# Trecho do texto
Um dia, embriagado, durante uma das várias brigas que ele teve comigo quando eu era criança, ele disse que eu tinha um "corpo de mulherzinha". Ele vivia dizendo que eu era um "homem de tetas", e isso me deixou com traumas insuperáveis.

É extremamente improvável que eu tire a camiseta até hoje. Tenho vergonha do meu corpo, e nunca me senti bem. Quando fazia academia, fazia muitos exercícios de peitoral, o que deram uma diminuída na ginecomastia, mas os gritos me chamando de "homem de tetas" deixaram uma cicatriz enorme dentro de mim. Um complexo de não ser aceito, de ter um problema onde você fica com as mãos atadas sem saber o que fazer. Pois você não tem o que fazer. Você é uma criança frágil, ansiosa, frustrada e triste.

# Tarefa
Por favor, extraia do trecho acima, sem mudar nada, a passagem que começa nas palavras "Um dia, embriagado, durante" e termina após "com traumas insuperáveis.".

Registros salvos

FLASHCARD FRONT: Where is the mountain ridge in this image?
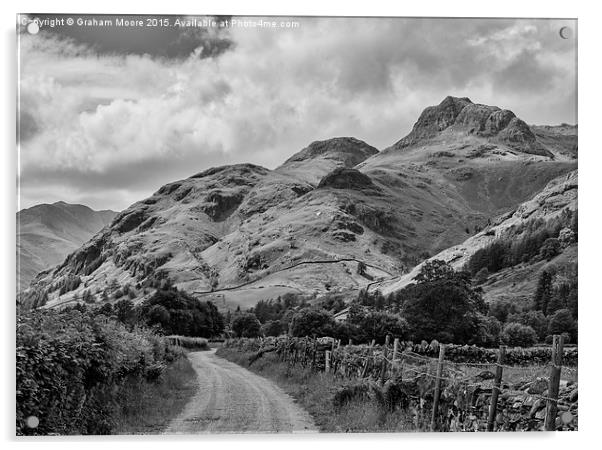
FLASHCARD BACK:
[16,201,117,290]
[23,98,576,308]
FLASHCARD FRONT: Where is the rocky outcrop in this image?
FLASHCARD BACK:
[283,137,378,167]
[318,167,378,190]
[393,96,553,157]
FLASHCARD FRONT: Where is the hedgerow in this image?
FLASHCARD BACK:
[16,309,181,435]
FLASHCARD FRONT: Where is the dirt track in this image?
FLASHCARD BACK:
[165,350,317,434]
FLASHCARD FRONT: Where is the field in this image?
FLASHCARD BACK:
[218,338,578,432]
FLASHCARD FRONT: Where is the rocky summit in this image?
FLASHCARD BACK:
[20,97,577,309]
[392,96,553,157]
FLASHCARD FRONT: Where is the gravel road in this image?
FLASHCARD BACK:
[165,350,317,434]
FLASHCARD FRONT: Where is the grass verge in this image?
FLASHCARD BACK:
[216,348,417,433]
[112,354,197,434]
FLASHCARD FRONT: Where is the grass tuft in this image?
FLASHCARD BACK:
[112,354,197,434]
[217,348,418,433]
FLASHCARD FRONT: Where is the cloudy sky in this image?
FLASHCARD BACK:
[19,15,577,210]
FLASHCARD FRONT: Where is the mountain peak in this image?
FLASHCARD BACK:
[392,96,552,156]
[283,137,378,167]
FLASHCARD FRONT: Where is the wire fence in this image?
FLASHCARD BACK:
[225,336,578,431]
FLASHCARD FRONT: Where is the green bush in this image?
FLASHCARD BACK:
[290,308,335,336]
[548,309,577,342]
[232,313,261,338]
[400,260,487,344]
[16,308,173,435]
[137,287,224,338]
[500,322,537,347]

# Sua solução
Um dia, embriagado, durante uma das várias brigas que ele teve comigo quando eu era criança, ele disse que eu tinha um "corpo de mulherzinha". Ele vivia dizendo que eu era um "homem de tetas", e isso me deixou com traumas insuperáveis.